▶ [WHAT YOU WILL DO]: From the entries below, output the line with "written like <point>9,200</point>." and each following line up to and including the line with "Where can the cow's ear", exactly as written.

▶

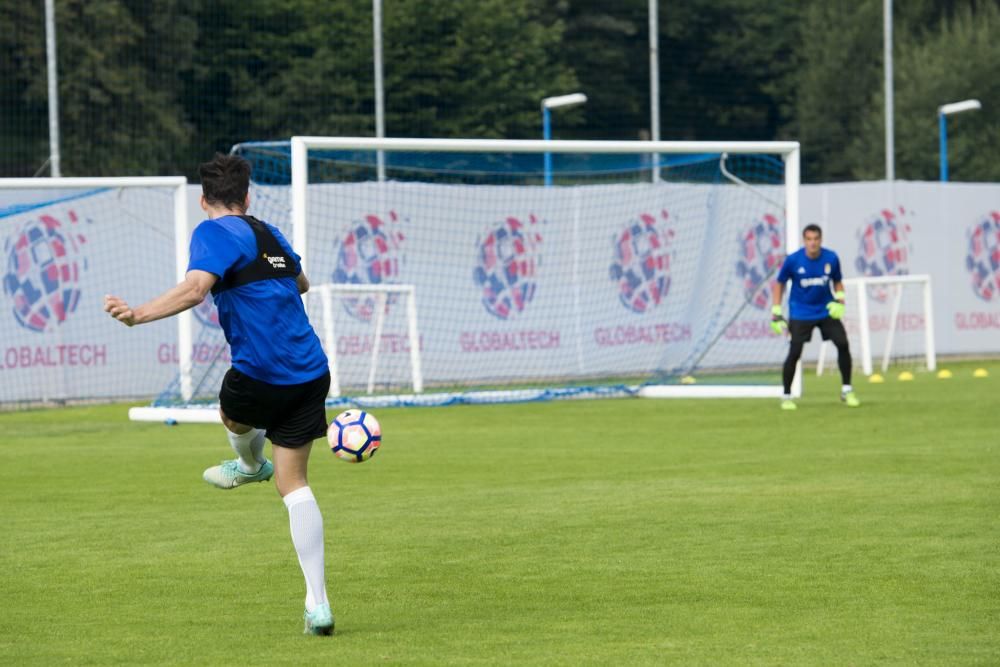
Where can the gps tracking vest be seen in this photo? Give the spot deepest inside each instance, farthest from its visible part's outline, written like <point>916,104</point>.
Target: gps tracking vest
<point>271,261</point>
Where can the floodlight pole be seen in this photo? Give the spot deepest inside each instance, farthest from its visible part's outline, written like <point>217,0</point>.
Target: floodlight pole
<point>554,103</point>
<point>654,82</point>
<point>944,111</point>
<point>379,85</point>
<point>55,169</point>
<point>890,131</point>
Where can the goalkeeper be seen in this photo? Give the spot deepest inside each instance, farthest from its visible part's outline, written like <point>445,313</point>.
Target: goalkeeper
<point>812,269</point>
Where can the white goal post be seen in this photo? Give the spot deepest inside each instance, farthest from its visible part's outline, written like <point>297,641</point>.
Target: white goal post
<point>888,312</point>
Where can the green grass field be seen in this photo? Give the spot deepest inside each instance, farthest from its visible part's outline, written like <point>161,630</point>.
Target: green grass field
<point>613,532</point>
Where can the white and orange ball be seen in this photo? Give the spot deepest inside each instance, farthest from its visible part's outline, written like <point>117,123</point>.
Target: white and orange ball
<point>354,436</point>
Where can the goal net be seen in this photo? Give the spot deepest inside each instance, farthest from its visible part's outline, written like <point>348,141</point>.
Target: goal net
<point>66,243</point>
<point>890,325</point>
<point>644,269</point>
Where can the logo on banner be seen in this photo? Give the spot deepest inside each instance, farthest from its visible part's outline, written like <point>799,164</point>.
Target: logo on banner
<point>983,257</point>
<point>508,255</point>
<point>44,267</point>
<point>643,255</point>
<point>761,254</point>
<point>207,313</point>
<point>369,253</point>
<point>884,248</point>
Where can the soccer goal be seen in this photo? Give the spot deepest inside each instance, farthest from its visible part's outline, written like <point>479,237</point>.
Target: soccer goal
<point>375,346</point>
<point>889,320</point>
<point>610,269</point>
<point>643,269</point>
<point>68,242</point>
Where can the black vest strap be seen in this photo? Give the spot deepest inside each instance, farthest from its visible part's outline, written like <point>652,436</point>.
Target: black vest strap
<point>270,263</point>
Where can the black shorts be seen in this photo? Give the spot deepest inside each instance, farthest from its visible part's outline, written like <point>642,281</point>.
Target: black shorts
<point>294,415</point>
<point>829,328</point>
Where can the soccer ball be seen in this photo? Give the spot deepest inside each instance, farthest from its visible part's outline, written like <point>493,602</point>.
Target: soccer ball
<point>354,436</point>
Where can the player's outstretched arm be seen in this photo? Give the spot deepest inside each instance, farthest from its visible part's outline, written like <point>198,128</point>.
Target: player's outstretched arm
<point>186,294</point>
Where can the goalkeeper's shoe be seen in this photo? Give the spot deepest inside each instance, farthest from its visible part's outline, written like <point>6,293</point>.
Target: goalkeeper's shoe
<point>229,476</point>
<point>850,398</point>
<point>319,621</point>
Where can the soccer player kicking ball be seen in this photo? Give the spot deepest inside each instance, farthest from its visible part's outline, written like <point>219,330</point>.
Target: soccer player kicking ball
<point>279,378</point>
<point>813,270</point>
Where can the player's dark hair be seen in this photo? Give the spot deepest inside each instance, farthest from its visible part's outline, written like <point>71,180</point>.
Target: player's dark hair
<point>225,180</point>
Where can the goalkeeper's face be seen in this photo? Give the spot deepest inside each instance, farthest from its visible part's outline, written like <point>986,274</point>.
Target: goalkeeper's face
<point>812,241</point>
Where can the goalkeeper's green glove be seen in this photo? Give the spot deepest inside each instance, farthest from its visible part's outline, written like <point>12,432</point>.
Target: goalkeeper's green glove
<point>836,308</point>
<point>778,324</point>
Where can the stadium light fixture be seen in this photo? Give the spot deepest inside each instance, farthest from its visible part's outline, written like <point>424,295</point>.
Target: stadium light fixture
<point>548,104</point>
<point>944,111</point>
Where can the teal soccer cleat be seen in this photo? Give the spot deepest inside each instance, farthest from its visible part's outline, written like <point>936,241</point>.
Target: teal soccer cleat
<point>319,621</point>
<point>228,475</point>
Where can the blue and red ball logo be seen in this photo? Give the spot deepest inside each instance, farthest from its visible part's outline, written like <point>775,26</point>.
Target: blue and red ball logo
<point>45,263</point>
<point>508,256</point>
<point>983,256</point>
<point>369,253</point>
<point>762,250</point>
<point>643,256</point>
<point>884,248</point>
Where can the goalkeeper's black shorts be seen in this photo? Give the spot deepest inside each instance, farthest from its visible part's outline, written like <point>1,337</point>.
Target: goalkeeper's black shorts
<point>829,328</point>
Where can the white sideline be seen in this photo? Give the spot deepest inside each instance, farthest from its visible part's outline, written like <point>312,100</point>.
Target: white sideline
<point>178,415</point>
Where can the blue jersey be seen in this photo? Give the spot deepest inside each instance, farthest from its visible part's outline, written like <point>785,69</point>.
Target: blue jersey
<point>264,321</point>
<point>812,283</point>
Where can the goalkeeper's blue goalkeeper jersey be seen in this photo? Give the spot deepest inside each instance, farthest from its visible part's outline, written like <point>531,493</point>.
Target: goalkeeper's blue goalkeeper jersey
<point>265,323</point>
<point>812,283</point>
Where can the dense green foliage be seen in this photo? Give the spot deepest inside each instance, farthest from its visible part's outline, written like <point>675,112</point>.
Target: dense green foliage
<point>153,87</point>
<point>616,532</point>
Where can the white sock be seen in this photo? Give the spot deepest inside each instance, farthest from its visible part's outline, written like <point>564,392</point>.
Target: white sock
<point>249,447</point>
<point>307,535</point>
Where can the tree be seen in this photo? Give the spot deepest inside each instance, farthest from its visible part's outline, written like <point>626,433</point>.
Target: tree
<point>954,59</point>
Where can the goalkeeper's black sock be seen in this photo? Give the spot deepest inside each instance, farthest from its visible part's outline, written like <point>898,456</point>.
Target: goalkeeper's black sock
<point>844,362</point>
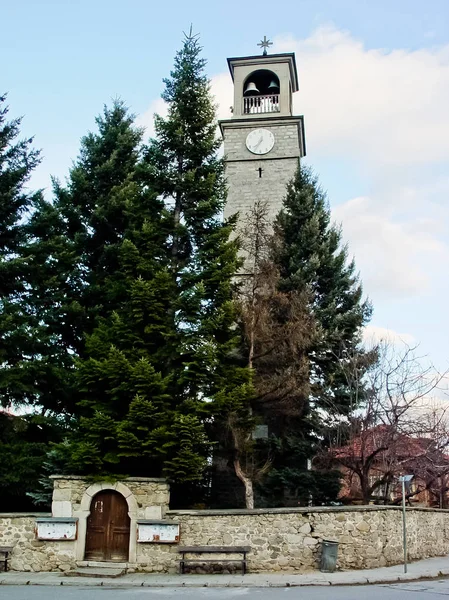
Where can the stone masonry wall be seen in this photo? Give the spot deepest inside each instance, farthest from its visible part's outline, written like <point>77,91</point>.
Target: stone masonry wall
<point>29,553</point>
<point>149,493</point>
<point>289,539</point>
<point>280,539</point>
<point>242,175</point>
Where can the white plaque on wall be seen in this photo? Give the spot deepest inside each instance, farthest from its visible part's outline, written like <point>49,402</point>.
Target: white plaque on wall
<point>158,532</point>
<point>62,528</point>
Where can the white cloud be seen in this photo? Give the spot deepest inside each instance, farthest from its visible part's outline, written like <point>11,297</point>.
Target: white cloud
<point>391,106</point>
<point>373,335</point>
<point>394,255</point>
<point>385,113</point>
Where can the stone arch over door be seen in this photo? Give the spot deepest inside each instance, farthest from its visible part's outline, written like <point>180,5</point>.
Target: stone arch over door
<point>84,512</point>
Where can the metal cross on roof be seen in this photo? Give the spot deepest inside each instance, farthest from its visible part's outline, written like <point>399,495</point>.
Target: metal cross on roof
<point>265,44</point>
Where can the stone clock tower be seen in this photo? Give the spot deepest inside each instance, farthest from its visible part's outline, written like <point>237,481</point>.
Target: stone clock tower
<point>263,141</point>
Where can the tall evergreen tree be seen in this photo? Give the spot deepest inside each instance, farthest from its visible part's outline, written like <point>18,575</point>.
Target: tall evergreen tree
<point>18,159</point>
<point>184,168</point>
<point>311,259</point>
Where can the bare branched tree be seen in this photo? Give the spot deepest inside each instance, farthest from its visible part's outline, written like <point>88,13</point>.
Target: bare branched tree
<point>277,329</point>
<point>386,433</point>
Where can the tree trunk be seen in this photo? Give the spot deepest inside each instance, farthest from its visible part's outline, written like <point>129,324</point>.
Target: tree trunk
<point>249,492</point>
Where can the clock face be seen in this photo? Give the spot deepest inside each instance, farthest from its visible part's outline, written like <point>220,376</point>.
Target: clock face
<point>260,141</point>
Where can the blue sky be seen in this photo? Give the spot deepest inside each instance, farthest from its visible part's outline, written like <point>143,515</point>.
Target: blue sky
<point>374,79</point>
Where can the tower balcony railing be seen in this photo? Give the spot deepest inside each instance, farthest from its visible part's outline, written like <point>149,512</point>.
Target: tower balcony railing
<point>261,104</point>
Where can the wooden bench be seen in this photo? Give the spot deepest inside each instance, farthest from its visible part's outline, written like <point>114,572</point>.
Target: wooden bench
<point>5,551</point>
<point>243,550</point>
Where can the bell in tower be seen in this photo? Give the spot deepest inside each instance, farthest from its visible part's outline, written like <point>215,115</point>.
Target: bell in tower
<point>263,141</point>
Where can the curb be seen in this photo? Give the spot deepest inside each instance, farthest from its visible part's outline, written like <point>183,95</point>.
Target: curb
<point>107,583</point>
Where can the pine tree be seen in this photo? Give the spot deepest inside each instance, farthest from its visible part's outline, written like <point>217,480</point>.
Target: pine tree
<point>184,168</point>
<point>311,260</point>
<point>18,159</point>
<point>311,257</point>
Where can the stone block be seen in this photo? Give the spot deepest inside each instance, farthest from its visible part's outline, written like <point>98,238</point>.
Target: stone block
<point>153,512</point>
<point>61,508</point>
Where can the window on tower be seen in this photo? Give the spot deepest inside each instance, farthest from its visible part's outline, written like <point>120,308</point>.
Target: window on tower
<point>261,92</point>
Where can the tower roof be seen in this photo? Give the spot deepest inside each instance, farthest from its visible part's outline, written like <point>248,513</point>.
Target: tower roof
<point>260,61</point>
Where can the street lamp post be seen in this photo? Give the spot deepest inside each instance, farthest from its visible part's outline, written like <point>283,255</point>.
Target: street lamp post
<point>404,479</point>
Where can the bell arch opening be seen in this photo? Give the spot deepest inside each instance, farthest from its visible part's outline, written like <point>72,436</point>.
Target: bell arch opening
<point>262,82</point>
<point>261,92</point>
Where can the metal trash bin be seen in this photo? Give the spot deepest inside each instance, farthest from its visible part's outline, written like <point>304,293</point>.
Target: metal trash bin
<point>329,553</point>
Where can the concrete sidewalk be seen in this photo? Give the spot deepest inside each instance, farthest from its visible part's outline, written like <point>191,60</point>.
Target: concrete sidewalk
<point>423,569</point>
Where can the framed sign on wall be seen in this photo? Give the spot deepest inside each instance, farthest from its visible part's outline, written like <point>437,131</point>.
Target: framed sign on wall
<point>56,528</point>
<point>157,532</point>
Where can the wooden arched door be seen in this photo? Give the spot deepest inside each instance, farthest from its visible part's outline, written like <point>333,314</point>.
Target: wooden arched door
<point>108,527</point>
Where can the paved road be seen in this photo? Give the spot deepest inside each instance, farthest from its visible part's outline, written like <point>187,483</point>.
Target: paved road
<point>427,590</point>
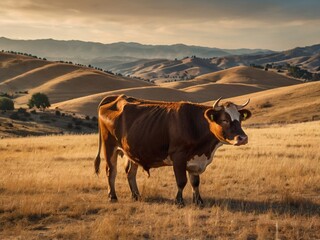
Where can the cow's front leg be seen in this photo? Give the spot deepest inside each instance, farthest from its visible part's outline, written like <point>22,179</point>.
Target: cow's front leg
<point>180,172</point>
<point>195,182</point>
<point>131,170</point>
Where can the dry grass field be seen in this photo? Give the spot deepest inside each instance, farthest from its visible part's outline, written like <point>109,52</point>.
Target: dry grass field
<point>268,189</point>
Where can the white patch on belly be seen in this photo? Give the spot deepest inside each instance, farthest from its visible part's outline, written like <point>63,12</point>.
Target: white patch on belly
<point>168,161</point>
<point>198,164</point>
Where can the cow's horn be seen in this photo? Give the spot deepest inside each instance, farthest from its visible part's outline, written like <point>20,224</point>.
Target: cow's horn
<point>243,105</point>
<point>216,104</point>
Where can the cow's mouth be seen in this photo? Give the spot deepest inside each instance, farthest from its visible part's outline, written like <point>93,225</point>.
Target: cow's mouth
<point>240,140</point>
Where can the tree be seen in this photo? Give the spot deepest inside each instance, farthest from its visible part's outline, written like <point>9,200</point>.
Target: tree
<point>6,103</point>
<point>39,100</point>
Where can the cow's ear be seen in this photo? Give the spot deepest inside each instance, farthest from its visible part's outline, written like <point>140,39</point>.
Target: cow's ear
<point>212,115</point>
<point>244,114</point>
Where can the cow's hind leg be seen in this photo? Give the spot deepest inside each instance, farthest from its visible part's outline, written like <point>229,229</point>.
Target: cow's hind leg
<point>195,182</point>
<point>131,170</point>
<point>179,168</point>
<point>111,169</point>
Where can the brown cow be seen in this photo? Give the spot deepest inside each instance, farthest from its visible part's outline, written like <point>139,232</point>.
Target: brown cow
<point>154,134</point>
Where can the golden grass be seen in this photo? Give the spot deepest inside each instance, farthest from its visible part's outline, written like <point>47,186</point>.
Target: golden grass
<point>267,189</point>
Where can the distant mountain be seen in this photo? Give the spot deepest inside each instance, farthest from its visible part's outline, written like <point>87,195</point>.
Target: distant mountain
<point>89,52</point>
<point>306,57</point>
<point>165,70</point>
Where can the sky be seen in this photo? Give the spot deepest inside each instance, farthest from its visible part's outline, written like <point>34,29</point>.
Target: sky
<point>228,24</point>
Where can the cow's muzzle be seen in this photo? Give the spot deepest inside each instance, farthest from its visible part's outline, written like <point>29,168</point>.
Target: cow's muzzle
<point>241,140</point>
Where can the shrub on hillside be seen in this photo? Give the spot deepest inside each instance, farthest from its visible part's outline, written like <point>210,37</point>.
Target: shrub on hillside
<point>39,100</point>
<point>6,103</point>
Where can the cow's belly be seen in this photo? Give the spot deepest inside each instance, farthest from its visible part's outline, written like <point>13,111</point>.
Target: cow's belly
<point>198,164</point>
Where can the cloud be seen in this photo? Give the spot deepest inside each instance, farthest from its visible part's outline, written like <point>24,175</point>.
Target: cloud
<point>228,23</point>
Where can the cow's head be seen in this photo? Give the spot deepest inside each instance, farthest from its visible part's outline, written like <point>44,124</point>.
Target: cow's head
<point>225,122</point>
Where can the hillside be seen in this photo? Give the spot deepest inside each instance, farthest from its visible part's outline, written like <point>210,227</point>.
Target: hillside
<point>309,54</point>
<point>231,82</point>
<point>163,70</point>
<point>77,51</point>
<point>227,83</point>
<point>88,105</point>
<point>60,81</point>
<point>296,103</point>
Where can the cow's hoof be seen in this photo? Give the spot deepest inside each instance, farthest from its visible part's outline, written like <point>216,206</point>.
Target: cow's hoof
<point>198,201</point>
<point>113,199</point>
<point>179,203</point>
<point>136,197</point>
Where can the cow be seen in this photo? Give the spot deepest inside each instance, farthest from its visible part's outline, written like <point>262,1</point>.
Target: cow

◀

▶ [YOUR SOLUTION]:
Where can the tree be seen in this photo? Give the spot deepest inside each instance, farthest from its visible part's outline, written like <point>9,200</point>.
Target: tree
<point>6,103</point>
<point>39,100</point>
Where can the cow's ear be seen in this photo? Give the spot deepest inside each instance, farthest from its visible part's outline, written like <point>140,39</point>.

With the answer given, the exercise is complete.